## Your objective
Rewrite each line of the items below as a Markdown table with two columns, Row and Line. Number the rows and leave out the blank lines.

Records:
# # # #
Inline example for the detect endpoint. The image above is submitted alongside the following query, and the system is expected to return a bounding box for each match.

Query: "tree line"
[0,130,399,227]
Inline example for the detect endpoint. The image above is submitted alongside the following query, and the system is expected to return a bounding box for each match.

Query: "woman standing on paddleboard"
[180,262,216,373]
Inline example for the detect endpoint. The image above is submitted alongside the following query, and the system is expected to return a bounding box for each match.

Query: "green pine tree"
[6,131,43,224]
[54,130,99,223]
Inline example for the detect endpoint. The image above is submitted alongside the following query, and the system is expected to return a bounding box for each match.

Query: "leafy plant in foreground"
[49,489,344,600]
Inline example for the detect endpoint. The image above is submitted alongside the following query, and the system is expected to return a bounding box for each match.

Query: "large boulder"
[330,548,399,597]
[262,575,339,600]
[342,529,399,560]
# # # #
## Expected answer
| Row | Line |
|---|---|
| 1 | Inline example for the detect endpoint. The image above is submitted alongside the following query, and the system is expected to return a bounding box for each match. |
| 2 | Query: "tree line" |
| 3 | [0,130,399,227] |
| 4 | Inline example for the detect endpoint. The image above is submitted alongside the following query, and the system is expected to return a bounding box for each match. |
| 5 | Query: "woman standing on paddleboard" |
| 6 | [180,262,216,373] |
| 7 | Inline example for the detect endpoint. The image above is submitted alongside the following query, and the system is expected to return a bounding box for each match. |
| 8 | Query: "green pine tree" |
| 9 | [6,131,43,224] |
| 10 | [54,130,99,223] |
| 11 | Inline example for the detect endpoint. The image above is submitted alongside the following query, and the system is expected to return a bounding box for each match. |
| 12 | Query: "leafy plant in foreground" |
| 13 | [49,489,344,600] |
| 14 | Inline example for the detect endpoint. The image above is submitted alongside the following query, and the system is expected to return a bounding box for each match. |
| 15 | Query: "large boulder" |
| 16 | [330,548,399,597] |
| 17 | [262,575,339,600] |
| 18 | [342,529,399,560] |